■ Problem ■
Reproduce every line word for word, from the start of the records down through the line containing "pixel 561 196", including that line.

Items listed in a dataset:
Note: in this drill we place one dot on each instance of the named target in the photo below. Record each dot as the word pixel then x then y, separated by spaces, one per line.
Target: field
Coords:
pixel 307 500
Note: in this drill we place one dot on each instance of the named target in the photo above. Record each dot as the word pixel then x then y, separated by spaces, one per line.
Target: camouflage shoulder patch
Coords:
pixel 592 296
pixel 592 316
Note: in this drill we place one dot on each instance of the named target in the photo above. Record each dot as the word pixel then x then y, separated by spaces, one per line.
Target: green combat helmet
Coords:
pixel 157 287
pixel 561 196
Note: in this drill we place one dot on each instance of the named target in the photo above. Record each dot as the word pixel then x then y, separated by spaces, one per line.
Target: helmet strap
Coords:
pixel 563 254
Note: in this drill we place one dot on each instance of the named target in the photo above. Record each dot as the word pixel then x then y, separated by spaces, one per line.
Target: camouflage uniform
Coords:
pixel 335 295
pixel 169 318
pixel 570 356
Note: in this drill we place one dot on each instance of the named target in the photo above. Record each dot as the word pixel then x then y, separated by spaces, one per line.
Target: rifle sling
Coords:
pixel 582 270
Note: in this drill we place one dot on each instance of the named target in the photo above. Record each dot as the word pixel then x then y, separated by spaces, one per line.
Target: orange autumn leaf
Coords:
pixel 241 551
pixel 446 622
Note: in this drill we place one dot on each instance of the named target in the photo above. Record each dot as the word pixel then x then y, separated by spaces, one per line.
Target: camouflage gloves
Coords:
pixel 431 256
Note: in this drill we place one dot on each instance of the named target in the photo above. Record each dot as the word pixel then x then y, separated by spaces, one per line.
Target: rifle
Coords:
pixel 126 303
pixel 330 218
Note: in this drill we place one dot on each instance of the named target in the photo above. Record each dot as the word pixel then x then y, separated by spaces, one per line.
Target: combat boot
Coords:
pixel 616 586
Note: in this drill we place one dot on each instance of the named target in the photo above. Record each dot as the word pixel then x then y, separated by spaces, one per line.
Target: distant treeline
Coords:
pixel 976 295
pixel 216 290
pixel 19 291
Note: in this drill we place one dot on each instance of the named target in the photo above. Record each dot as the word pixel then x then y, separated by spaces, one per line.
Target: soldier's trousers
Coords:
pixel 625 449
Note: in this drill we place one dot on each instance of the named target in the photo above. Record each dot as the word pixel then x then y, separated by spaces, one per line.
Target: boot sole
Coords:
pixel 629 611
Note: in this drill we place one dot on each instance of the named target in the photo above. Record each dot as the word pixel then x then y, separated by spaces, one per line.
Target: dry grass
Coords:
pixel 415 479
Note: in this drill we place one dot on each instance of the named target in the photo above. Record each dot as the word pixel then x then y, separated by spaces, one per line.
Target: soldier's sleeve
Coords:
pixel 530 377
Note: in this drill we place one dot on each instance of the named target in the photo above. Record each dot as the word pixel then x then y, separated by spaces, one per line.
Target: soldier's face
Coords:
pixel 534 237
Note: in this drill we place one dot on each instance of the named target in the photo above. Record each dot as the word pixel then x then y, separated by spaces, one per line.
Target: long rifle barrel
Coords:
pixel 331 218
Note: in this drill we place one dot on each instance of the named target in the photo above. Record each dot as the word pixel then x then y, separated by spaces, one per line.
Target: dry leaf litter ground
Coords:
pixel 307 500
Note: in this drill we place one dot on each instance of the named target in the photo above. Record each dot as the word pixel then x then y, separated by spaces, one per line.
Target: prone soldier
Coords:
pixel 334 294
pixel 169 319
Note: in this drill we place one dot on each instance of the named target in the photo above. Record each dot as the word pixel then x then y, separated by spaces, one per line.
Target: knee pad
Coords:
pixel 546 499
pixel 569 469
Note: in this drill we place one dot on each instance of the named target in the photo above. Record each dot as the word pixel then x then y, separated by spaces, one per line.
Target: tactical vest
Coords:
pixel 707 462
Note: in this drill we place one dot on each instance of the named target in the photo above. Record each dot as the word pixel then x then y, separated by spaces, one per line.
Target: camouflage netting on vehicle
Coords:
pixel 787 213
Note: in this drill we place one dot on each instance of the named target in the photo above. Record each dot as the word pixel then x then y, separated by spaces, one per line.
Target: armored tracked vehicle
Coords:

■ Task solution ■
Note: in this drill we place one dot on each instance of the named target in the photo below. Record each dot as the word pixel then x then y, separated by spaces, one per line.
Target: field
Coords:
pixel 307 500
Note: in this drill we place one dot on each instance of the named target in the photo above. Record each dot as the word pixel then x then y, separated by spaces, one per line.
Target: camouflage shoulder patch
Coords:
pixel 592 296
pixel 592 316
Note: in this drill we place one dot on each instance of the named target in the photo above. Record each dot as the word pixel then x then y, separated by spaces, one per line.
Target: green combat helmet
Coords:
pixel 157 287
pixel 561 196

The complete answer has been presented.